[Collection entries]
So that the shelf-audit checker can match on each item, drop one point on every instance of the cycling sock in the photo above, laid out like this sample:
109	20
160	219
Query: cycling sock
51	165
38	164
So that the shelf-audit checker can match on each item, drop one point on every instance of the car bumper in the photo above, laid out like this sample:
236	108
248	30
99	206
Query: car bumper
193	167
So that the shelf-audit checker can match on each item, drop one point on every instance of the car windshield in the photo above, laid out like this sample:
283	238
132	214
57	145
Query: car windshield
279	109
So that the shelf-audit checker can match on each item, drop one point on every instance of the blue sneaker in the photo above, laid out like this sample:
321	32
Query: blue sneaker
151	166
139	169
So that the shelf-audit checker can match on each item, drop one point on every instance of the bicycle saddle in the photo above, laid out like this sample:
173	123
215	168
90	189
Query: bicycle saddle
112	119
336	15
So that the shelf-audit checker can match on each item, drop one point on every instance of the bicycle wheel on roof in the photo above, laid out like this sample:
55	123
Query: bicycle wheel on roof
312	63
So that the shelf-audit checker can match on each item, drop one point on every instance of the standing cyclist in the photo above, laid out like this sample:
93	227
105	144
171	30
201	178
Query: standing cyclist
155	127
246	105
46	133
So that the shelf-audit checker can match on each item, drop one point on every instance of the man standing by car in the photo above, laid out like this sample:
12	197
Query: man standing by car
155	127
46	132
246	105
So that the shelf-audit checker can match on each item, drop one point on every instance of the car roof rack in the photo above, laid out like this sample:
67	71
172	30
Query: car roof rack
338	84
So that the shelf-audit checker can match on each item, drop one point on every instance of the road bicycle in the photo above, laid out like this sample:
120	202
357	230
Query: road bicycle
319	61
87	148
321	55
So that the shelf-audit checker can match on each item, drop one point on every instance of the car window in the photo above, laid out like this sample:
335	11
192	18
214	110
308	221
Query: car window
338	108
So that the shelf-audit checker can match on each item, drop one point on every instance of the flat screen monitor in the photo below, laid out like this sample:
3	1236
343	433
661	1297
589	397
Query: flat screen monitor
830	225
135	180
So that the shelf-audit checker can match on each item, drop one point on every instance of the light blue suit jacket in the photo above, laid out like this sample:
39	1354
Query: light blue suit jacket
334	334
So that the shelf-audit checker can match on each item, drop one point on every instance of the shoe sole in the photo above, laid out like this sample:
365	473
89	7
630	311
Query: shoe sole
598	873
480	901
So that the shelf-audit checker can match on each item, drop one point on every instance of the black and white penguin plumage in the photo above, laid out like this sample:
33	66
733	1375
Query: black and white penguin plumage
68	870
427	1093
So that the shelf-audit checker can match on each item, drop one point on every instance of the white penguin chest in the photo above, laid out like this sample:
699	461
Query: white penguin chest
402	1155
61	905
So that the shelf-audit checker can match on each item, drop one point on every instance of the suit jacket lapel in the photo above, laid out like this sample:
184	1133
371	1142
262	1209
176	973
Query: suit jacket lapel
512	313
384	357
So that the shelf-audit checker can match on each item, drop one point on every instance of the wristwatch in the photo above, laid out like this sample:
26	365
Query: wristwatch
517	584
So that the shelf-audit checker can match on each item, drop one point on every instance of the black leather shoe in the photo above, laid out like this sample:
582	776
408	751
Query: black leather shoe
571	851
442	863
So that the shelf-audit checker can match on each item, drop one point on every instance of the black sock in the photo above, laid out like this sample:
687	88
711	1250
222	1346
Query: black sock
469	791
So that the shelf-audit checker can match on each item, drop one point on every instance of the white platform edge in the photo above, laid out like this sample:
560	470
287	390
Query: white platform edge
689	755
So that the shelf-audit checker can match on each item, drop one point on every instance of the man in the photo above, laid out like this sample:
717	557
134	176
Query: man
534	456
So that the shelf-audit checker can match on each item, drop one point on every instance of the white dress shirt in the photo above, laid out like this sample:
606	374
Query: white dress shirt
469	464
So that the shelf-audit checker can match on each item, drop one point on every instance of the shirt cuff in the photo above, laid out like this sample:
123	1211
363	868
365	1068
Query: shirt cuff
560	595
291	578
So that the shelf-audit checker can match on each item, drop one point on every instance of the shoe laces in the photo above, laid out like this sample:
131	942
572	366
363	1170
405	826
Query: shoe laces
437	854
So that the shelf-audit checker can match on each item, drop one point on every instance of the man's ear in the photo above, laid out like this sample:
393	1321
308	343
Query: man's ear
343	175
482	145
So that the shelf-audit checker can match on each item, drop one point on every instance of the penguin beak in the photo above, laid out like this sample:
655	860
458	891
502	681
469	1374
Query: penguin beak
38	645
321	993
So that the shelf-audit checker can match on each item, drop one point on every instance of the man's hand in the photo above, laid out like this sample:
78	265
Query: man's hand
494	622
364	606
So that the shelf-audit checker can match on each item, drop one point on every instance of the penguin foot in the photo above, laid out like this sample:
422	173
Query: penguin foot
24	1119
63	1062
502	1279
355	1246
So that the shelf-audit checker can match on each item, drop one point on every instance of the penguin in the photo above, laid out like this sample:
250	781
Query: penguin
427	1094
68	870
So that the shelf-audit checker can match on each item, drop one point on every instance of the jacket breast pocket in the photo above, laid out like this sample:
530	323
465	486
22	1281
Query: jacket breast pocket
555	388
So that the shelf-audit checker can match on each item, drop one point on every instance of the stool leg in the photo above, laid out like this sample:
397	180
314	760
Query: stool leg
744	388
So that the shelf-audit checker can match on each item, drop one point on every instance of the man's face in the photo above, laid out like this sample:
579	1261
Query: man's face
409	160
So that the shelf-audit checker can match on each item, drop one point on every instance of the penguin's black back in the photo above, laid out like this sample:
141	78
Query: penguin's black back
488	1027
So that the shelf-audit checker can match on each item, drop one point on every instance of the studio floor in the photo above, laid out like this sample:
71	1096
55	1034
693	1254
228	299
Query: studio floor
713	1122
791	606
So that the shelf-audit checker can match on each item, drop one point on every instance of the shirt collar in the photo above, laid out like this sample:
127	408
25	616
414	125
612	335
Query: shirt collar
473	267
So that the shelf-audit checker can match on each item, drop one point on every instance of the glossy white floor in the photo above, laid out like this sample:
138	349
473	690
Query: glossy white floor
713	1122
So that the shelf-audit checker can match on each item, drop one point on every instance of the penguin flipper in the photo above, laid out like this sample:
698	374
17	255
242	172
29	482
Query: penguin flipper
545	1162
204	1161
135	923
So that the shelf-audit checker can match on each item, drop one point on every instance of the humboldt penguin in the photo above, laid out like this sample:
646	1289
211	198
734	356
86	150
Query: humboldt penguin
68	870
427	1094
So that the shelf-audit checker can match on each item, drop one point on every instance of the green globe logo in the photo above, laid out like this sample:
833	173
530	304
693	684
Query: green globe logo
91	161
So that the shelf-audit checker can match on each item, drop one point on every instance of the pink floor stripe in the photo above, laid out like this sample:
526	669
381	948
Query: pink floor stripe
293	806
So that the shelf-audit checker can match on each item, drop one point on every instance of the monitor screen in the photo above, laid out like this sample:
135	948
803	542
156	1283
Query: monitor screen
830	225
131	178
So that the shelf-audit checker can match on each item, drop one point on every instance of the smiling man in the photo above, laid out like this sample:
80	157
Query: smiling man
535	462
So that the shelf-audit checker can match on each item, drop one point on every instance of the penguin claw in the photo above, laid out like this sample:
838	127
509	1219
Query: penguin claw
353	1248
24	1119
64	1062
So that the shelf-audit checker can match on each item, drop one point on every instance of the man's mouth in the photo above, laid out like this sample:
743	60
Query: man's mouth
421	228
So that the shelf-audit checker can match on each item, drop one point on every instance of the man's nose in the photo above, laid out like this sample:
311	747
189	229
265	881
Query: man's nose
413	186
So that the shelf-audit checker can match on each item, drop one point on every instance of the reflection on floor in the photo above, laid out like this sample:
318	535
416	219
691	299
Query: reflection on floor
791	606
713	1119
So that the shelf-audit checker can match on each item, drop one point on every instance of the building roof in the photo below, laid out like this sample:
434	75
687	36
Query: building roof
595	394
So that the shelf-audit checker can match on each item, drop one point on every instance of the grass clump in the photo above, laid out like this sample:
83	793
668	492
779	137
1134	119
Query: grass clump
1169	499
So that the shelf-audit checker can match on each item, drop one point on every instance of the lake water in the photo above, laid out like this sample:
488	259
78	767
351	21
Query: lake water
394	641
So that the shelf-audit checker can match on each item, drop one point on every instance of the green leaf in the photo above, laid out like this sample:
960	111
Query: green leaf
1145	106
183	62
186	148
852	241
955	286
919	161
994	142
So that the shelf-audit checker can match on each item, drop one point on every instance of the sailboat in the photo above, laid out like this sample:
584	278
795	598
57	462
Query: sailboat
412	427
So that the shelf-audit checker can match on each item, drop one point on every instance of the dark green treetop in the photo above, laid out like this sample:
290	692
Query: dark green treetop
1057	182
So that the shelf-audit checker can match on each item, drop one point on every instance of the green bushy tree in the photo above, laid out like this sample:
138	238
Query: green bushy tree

TRY IT: Tally each line in the data that holds the word "below"; write only the total.

YOUR SOLUTION: 2